[Annotation dataset entries]
┌──
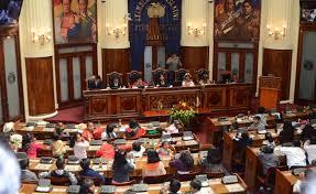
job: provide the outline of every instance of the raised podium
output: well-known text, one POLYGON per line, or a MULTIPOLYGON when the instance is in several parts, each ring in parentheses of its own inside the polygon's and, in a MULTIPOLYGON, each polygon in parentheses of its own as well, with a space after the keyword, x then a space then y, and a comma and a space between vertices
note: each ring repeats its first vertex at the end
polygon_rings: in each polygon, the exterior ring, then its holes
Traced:
POLYGON ((259 78, 259 105, 265 109, 276 109, 281 96, 281 77, 261 76, 259 78))

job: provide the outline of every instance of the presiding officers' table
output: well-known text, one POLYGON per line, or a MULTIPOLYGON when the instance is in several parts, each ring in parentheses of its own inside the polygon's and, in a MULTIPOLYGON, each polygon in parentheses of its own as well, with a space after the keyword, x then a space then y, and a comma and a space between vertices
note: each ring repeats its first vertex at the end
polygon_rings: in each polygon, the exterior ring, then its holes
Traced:
POLYGON ((201 112, 207 112, 207 109, 248 109, 250 99, 254 96, 251 84, 100 89, 83 93, 86 120, 144 117, 149 111, 168 110, 179 101, 201 108, 201 112))

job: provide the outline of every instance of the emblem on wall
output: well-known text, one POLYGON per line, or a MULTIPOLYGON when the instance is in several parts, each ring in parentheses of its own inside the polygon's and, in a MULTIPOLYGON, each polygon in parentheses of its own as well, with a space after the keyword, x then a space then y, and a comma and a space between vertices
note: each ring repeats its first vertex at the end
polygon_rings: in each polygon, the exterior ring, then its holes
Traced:
POLYGON ((9 75, 8 75, 8 83, 9 84, 14 84, 15 79, 17 79, 17 76, 15 76, 14 72, 10 72, 9 75))

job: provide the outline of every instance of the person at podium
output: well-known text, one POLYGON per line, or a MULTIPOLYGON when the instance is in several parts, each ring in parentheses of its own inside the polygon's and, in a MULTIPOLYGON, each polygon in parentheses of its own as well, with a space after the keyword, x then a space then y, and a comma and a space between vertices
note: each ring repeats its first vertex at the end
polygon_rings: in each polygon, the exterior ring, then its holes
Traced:
POLYGON ((183 76, 182 87, 193 87, 193 86, 195 86, 195 84, 192 80, 192 75, 189 73, 186 73, 183 76))

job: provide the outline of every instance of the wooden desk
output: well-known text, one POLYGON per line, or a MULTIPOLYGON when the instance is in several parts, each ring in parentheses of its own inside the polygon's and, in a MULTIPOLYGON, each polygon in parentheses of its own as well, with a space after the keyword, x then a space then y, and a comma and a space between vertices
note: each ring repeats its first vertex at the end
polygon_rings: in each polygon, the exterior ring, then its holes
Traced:
MULTIPOLYGON (((193 153, 195 169, 198 169, 198 160, 200 159, 199 153, 193 153)), ((167 173, 173 174, 175 173, 174 169, 171 169, 168 163, 172 160, 171 157, 161 157, 162 162, 167 171, 167 173)), ((135 170, 131 174, 132 176, 142 176, 142 168, 146 163, 146 157, 135 158, 135 170)), ((40 159, 30 159, 29 169, 35 173, 52 171, 56 169, 55 165, 56 160, 54 160, 53 164, 42 164, 40 163, 40 159)), ((102 165, 101 168, 98 164, 92 164, 92 169, 95 171, 103 173, 106 177, 112 177, 112 160, 107 161, 107 164, 102 165)), ((65 169, 77 174, 81 168, 79 164, 66 164, 65 169)))
MULTIPOLYGON (((241 194, 241 193, 246 193, 247 191, 247 185, 243 183, 243 181, 238 176, 239 179, 239 183, 236 183, 235 185, 239 186, 242 191, 240 192, 233 192, 230 191, 231 186, 233 185, 225 185, 221 183, 220 179, 213 179, 209 180, 209 186, 208 187, 204 187, 203 190, 206 193, 214 193, 214 194, 241 194)), ((182 182, 181 183, 181 192, 185 193, 189 191, 189 182, 182 182)), ((149 185, 149 194, 159 194, 161 188, 163 187, 163 184, 150 184, 149 185)), ((29 194, 29 193, 34 193, 36 188, 35 184, 22 184, 19 193, 20 194, 29 194)), ((95 193, 98 193, 98 188, 96 187, 95 193)), ((124 191, 130 190, 131 186, 117 186, 117 191, 116 194, 122 194, 124 191)), ((51 192, 51 194, 62 194, 62 193, 66 193, 67 186, 53 186, 53 190, 51 192)))
MULTIPOLYGON (((186 149, 199 149, 199 141, 196 138, 196 136, 194 136, 194 140, 189 140, 189 141, 183 141, 182 137, 173 137, 172 140, 174 142, 176 142, 175 144, 172 144, 176 151, 181 151, 181 150, 186 150, 186 149)), ((137 140, 127 140, 126 144, 122 144, 122 147, 124 148, 132 148, 133 142, 137 140)), ((149 139, 148 143, 143 143, 142 146, 145 149, 154 149, 154 147, 161 141, 161 139, 149 139), (153 144, 152 144, 153 143, 153 144)), ((37 140, 37 143, 43 143, 42 140, 37 140)), ((65 142, 66 144, 67 142, 65 142)), ((88 150, 87 150, 87 155, 88 157, 95 157, 95 153, 97 150, 100 149, 101 146, 89 146, 88 150)), ((66 150, 67 153, 66 155, 69 154, 74 154, 74 149, 69 148, 69 146, 66 146, 66 150)), ((43 150, 41 151, 42 153, 51 153, 52 152, 52 148, 48 144, 44 144, 43 150)))
POLYGON ((276 170, 274 194, 293 194, 293 185, 298 180, 291 171, 276 170))
MULTIPOLYGON (((274 129, 269 129, 272 137, 277 138, 277 133, 274 129)), ((257 131, 248 131, 249 136, 252 138, 252 147, 261 147, 263 140, 265 139, 265 134, 258 134, 257 131)), ((237 142, 233 140, 237 131, 224 132, 224 149, 222 149, 222 164, 227 170, 231 170, 233 152, 237 148, 237 142)))
MULTIPOLYGON (((168 110, 185 100, 201 112, 248 109, 254 96, 251 84, 206 85, 194 87, 84 90, 85 119, 108 120, 150 116, 168 110), (207 111, 205 111, 207 110, 207 111)), ((200 112, 200 114, 201 114, 200 112)))

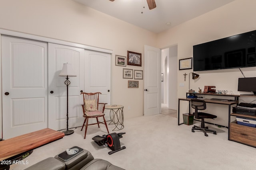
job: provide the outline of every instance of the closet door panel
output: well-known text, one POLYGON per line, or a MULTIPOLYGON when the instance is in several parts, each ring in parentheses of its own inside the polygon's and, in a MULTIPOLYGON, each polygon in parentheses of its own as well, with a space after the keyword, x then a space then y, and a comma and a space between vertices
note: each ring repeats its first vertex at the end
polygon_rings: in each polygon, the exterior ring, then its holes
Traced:
POLYGON ((58 76, 66 63, 71 64, 77 76, 69 78, 68 128, 82 126, 83 100, 80 91, 84 90, 84 49, 51 43, 49 43, 48 48, 48 127, 56 130, 66 128, 66 78, 58 76))
MULTIPOLYGON (((85 51, 84 89, 86 92, 100 92, 100 102, 111 104, 111 55, 85 51)), ((105 109, 105 117, 110 120, 109 110, 105 109)))
POLYGON ((47 44, 2 35, 3 138, 46 128, 47 44))

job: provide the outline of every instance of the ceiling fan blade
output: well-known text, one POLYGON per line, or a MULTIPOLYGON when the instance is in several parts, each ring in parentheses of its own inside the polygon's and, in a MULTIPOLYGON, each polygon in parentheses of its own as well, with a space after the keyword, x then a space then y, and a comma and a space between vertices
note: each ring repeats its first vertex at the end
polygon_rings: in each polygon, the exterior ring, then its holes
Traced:
POLYGON ((150 10, 152 10, 156 7, 155 0, 147 0, 147 2, 148 2, 148 8, 150 10))

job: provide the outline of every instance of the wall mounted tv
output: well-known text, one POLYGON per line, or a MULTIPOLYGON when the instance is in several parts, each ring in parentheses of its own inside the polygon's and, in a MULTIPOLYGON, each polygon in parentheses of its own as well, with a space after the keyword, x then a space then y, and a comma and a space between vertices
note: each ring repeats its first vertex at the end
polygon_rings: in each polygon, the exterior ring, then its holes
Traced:
POLYGON ((256 66, 256 30, 193 46, 194 71, 256 66))

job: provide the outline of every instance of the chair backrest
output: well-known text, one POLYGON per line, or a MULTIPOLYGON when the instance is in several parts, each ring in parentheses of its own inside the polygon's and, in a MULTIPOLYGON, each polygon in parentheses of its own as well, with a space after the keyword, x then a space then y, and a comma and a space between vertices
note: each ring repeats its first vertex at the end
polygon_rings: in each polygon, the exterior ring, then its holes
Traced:
POLYGON ((88 101, 95 101, 96 103, 94 104, 96 105, 96 109, 98 110, 99 107, 99 95, 101 94, 101 93, 100 92, 96 92, 96 93, 81 93, 80 94, 83 95, 83 98, 84 98, 84 107, 86 111, 89 110, 90 109, 89 108, 86 108, 86 106, 88 105, 86 104, 86 102, 88 101))
POLYGON ((202 99, 191 99, 191 107, 195 109, 195 117, 198 119, 198 110, 205 110, 206 104, 204 100, 202 99))

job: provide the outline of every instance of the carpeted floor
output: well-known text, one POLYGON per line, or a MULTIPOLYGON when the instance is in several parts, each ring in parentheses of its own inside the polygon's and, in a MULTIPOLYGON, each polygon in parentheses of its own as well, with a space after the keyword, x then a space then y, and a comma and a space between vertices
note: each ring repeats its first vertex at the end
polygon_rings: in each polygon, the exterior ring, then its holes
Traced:
POLYGON ((228 140, 227 128, 210 125, 217 134, 209 133, 206 137, 200 131, 192 133, 192 125, 178 126, 177 118, 170 114, 142 116, 124 123, 124 128, 115 132, 126 133, 120 141, 121 147, 126 148, 112 155, 108 154, 111 150, 106 146, 99 146, 92 140, 107 134, 104 125, 100 129, 91 125, 86 139, 84 130, 75 129, 73 134, 35 149, 24 160, 28 164, 12 165, 10 169, 23 170, 74 146, 126 170, 255 169, 256 149, 228 140))

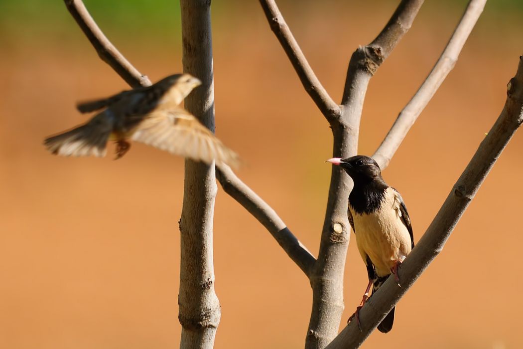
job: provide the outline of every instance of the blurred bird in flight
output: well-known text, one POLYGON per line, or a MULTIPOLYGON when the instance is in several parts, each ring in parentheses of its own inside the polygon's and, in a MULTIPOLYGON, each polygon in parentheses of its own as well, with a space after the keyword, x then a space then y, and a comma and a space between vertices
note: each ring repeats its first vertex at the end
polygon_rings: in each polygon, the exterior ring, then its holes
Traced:
MULTIPOLYGON (((414 248, 412 226, 401 195, 385 182, 373 159, 356 155, 327 161, 340 166, 354 181, 348 216, 369 276, 361 303, 349 318, 355 318, 359 326, 359 310, 369 299, 371 286, 374 294, 391 274, 400 285, 398 266, 414 248)), ((378 325, 380 332, 392 329, 395 309, 378 325)))
POLYGON ((133 140, 196 161, 236 166, 236 153, 179 106, 201 83, 188 74, 175 74, 150 86, 79 103, 76 107, 82 113, 103 110, 86 123, 47 138, 44 144, 57 155, 104 156, 107 141, 113 140, 116 160, 133 140))

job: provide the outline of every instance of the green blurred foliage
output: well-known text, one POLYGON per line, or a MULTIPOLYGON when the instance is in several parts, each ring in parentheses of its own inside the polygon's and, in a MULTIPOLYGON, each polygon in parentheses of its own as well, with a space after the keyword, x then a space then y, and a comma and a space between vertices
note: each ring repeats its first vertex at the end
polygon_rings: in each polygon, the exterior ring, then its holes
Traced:
MULTIPOLYGON (((339 0, 324 0, 324 4, 339 0)), ((380 4, 397 0, 376 0, 380 4)), ((85 0, 84 2, 102 30, 112 39, 132 37, 140 42, 179 41, 179 2, 173 0, 85 0)), ((448 6, 462 8, 467 0, 427 1, 425 6, 443 9, 448 6)), ((317 6, 313 0, 279 0, 285 13, 290 8, 299 10, 317 6)), ((349 2, 347 5, 357 5, 349 2)), ((215 19, 227 20, 227 17, 238 15, 247 4, 245 0, 214 0, 212 2, 215 19)), ((250 4, 249 5, 251 5, 250 4)), ((255 4, 257 6, 257 4, 255 4)), ((252 8, 252 7, 251 7, 252 8)), ((458 9, 452 9, 452 10, 458 9)), ((523 0, 491 0, 487 2, 484 17, 495 21, 523 12, 523 0)), ((285 14, 285 13, 284 13, 285 14)), ((245 14, 240 14, 244 16, 245 14)), ((77 27, 67 13, 62 0, 0 0, 0 40, 14 38, 31 39, 46 35, 57 40, 77 39, 77 27)))

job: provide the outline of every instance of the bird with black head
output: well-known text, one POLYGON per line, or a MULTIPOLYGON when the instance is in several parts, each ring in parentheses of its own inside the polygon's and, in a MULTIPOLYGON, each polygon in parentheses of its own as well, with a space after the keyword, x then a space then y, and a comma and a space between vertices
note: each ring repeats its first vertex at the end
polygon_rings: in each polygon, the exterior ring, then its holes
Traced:
MULTIPOLYGON (((412 226, 401 195, 383 180, 374 159, 356 155, 327 161, 341 167, 354 182, 348 198, 349 222, 369 276, 361 302, 349 318, 356 318, 360 325, 359 310, 369 299, 371 287, 373 294, 391 274, 400 285, 398 267, 414 247, 412 226)), ((378 326, 380 332, 392 329, 394 310, 378 326)))

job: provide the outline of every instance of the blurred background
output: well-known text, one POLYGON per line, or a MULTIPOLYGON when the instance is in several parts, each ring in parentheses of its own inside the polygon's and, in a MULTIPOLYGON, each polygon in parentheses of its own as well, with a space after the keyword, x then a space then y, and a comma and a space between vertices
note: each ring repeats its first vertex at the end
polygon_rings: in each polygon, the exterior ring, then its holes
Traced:
MULTIPOLYGON (((379 144, 466 2, 427 1, 372 78, 361 153, 379 144)), ((181 71, 178 2, 85 3, 152 81, 181 71)), ((339 100, 350 54, 374 38, 397 2, 278 3, 339 100)), ((315 255, 331 172, 328 126, 257 2, 214 2, 212 11, 217 133, 244 159, 238 175, 315 255)), ((416 241, 502 110, 523 53, 522 15, 519 0, 487 4, 456 68, 384 172, 406 202, 416 241)), ((176 347, 183 159, 140 144, 118 161, 46 152, 45 137, 86 119, 76 101, 128 88, 63 2, 0 0, 0 347, 176 347)), ((363 347, 523 346, 523 187, 513 184, 521 181, 522 147, 520 131, 442 253, 400 301, 393 331, 373 333, 363 347)), ((367 285, 354 242, 353 235, 341 325, 367 285)), ((308 280, 221 188, 214 256, 222 310, 216 347, 302 347, 308 280)))

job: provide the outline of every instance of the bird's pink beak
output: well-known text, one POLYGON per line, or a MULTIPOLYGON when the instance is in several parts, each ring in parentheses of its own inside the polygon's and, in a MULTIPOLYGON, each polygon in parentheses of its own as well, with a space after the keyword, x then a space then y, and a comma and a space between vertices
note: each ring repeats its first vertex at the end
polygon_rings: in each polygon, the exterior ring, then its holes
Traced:
POLYGON ((326 160, 325 162, 330 162, 333 165, 339 165, 339 164, 342 163, 342 158, 333 157, 332 159, 329 159, 328 160, 326 160))

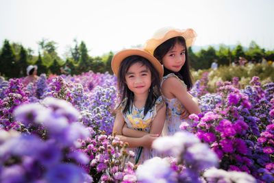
└──
Copy out the lines of the entries above, starting at the line that contains "job: provide the outline of every instance of the blurred bird" and ending at the line that contains "POLYGON ((133 140, 196", with both of those lines included.

job: provide the outline of every instance of the blurred bird in flight
output: well-known text, one POLYGON per line, or a MULTIPOLYGON when the instance is in several parts, each ring in parentheses of its own inside the polygon's and, in a MULTIPOLYGON, each polygon in parentheses of its own as well, with a space after the keyword, x then a space then y, and a comma and a space between vertices
note: each ring repeats its first vertex at the end
polygon_rings: in each polygon, the exterior ring, then its holes
Traced:
MULTIPOLYGON (((414 248, 412 226, 401 195, 385 182, 373 159, 356 155, 327 161, 340 166, 354 181, 348 216, 369 276, 361 303, 349 318, 355 318, 359 326, 359 310, 369 299, 371 286, 374 294, 391 274, 400 285, 398 266, 414 248)), ((378 325, 380 332, 392 329, 395 309, 378 325)))
POLYGON ((133 140, 196 161, 236 166, 236 153, 179 106, 201 83, 188 74, 175 74, 150 86, 79 103, 76 107, 82 113, 103 110, 86 123, 47 138, 44 144, 57 155, 104 156, 107 141, 113 140, 116 160, 133 140))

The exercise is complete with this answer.